### GOAL OF THE EXERCISE
Take the data below and copy exactly the lines starting at the one with "# annotate each instance of the fence" and finishing at the one with "# annotate each instance of the grassy slope", both included.

(Dataset entries)
━━━━━━━━━━━━━━━━
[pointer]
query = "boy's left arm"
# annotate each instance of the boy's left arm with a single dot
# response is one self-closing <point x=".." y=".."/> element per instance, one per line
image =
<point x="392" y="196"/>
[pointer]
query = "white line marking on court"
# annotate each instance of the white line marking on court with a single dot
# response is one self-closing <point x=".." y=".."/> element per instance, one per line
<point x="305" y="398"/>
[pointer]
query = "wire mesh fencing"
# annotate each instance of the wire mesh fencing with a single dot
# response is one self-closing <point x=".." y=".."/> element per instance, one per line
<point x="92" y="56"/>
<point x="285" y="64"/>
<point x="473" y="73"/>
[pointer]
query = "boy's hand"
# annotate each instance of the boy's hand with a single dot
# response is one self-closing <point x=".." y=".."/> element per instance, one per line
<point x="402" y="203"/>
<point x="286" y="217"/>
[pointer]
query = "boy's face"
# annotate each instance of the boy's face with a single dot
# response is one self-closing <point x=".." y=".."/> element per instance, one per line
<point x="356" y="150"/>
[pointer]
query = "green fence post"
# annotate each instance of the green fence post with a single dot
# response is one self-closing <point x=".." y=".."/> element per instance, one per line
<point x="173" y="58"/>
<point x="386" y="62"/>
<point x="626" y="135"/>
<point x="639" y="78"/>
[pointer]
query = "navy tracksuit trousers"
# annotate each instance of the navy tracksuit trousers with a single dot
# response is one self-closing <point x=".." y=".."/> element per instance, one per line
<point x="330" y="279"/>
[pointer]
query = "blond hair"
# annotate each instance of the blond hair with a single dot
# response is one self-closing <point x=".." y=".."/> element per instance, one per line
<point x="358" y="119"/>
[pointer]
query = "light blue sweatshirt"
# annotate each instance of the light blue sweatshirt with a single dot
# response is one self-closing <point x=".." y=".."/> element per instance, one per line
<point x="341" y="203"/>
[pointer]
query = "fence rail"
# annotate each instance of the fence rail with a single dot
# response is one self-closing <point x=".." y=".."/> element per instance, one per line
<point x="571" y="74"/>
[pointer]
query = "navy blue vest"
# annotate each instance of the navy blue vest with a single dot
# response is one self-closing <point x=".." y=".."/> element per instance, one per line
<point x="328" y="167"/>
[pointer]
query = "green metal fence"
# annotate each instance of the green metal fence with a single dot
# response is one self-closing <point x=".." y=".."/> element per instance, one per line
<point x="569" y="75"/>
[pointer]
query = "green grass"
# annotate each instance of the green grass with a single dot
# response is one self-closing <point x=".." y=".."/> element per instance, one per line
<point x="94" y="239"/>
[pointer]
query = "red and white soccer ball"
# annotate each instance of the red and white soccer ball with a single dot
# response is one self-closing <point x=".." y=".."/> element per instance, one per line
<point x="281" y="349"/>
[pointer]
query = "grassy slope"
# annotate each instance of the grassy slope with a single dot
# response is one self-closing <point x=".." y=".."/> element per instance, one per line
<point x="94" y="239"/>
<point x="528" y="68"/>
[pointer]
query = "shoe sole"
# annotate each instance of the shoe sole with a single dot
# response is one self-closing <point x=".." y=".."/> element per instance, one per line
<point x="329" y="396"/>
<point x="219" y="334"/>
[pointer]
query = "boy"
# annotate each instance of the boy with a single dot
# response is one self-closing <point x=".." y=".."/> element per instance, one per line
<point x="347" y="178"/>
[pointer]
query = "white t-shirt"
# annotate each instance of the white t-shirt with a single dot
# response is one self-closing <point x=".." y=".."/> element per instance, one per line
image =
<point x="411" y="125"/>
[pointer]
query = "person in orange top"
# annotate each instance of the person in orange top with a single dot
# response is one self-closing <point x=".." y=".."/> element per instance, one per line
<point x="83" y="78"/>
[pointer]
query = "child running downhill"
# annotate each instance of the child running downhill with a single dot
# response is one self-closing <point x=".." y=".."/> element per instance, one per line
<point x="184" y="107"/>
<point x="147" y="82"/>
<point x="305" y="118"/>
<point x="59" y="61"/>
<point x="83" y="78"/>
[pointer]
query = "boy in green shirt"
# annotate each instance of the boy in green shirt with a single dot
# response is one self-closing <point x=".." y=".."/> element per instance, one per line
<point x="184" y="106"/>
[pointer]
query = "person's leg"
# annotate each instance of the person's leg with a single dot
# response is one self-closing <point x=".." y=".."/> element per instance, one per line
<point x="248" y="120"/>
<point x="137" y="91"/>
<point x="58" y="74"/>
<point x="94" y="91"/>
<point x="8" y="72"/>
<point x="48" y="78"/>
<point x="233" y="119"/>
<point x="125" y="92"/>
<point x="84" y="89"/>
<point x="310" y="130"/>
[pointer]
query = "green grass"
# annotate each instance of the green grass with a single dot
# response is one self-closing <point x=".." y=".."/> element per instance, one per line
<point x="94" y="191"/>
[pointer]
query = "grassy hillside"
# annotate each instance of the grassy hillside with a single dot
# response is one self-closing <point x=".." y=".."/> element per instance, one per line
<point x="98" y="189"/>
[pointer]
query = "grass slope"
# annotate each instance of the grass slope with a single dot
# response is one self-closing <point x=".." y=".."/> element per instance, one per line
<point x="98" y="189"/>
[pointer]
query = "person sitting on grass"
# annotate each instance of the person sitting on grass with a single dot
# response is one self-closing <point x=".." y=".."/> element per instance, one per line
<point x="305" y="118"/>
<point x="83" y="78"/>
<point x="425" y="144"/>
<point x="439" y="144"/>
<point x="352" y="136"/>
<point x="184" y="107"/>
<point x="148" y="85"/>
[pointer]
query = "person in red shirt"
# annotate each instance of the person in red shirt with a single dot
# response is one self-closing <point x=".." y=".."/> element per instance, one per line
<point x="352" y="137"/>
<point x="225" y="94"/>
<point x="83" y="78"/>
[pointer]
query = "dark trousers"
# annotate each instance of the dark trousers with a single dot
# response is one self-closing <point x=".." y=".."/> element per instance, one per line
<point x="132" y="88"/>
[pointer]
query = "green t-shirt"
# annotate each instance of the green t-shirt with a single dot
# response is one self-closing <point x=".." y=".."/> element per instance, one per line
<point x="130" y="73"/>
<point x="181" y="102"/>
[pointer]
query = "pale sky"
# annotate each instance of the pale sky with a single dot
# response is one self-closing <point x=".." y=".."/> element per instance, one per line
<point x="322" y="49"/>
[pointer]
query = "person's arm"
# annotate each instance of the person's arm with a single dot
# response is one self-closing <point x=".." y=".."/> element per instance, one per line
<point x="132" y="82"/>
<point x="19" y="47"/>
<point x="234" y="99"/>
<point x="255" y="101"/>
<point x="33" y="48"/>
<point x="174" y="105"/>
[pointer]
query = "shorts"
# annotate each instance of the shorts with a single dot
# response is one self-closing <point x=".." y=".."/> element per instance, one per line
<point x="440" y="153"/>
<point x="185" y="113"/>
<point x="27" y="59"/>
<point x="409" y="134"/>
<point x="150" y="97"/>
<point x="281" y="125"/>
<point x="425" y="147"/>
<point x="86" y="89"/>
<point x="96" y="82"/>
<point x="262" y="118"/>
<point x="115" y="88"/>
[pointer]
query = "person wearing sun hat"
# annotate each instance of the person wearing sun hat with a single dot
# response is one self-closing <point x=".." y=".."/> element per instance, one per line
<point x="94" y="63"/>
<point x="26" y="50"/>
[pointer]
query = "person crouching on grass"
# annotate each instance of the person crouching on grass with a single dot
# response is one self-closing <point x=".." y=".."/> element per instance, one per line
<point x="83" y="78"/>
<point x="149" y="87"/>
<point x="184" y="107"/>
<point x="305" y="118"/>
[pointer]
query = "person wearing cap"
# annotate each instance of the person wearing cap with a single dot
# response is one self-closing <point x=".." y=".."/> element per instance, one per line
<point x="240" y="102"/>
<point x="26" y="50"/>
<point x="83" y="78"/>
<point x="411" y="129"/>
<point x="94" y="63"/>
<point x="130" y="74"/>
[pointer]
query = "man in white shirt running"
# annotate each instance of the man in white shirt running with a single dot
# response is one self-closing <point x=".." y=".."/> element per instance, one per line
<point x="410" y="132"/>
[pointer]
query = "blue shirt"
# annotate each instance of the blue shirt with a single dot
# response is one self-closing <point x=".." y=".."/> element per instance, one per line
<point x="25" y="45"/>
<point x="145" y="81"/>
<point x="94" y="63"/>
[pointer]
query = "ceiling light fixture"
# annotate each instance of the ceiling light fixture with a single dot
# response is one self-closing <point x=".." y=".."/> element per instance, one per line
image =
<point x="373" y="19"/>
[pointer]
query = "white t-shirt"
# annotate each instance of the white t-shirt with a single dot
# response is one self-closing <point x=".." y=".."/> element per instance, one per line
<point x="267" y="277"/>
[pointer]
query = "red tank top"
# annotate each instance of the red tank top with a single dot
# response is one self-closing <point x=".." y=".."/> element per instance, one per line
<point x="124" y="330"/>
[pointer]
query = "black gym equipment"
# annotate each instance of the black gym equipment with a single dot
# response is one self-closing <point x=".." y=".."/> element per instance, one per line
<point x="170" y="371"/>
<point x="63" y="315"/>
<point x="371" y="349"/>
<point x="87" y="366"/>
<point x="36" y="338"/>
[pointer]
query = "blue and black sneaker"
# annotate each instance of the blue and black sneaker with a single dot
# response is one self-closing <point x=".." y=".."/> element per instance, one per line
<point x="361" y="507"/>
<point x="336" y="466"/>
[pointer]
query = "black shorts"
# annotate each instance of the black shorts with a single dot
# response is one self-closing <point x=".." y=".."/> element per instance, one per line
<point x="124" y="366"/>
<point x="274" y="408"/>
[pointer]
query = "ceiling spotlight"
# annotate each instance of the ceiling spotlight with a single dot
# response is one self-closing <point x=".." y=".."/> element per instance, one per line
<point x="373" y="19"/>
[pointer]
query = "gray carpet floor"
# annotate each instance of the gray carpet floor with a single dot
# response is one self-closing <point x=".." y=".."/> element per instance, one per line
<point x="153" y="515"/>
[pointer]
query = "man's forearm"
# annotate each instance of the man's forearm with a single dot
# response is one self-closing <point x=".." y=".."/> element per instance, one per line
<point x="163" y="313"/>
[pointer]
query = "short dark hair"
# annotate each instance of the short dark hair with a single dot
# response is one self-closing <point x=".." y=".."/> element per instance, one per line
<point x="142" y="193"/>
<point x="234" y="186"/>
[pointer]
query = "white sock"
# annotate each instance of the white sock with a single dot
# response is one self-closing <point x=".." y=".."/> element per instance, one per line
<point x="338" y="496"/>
━━━━━━━━━━━━━━━━
### OUTPUT BELOW
# annotate each instance of the fence rail with a single dot
# response is one self-closing <point x=".." y=".."/> element per instance, one per line
<point x="571" y="74"/>
[pointer]
query = "navy blue vest"
# annotate each instance of the navy blue vest with a single dot
# response is one self-closing <point x=".." y=".."/> element per instance, one per line
<point x="328" y="167"/>
[pointer]
query = "green metal fence"
# annotate each instance of the green metal fence with a single dot
# response is one self-closing <point x=".." y=".."/> element per instance, one per line
<point x="569" y="75"/>
[pointer]
query = "green grass"
# annotate each instance of the green grass with a single dot
# response is one self-closing <point x=".." y=".."/> element per instance, one per line
<point x="94" y="239"/>
[pointer]
query = "red and white soccer ball"
# annotate each instance of the red and white soccer ball with a single dot
# response is one self-closing <point x=".." y=".."/> element per instance, one per line
<point x="281" y="349"/>
[pointer]
query = "grassy slope"
# annotate each instance of the grassy slope with a single dot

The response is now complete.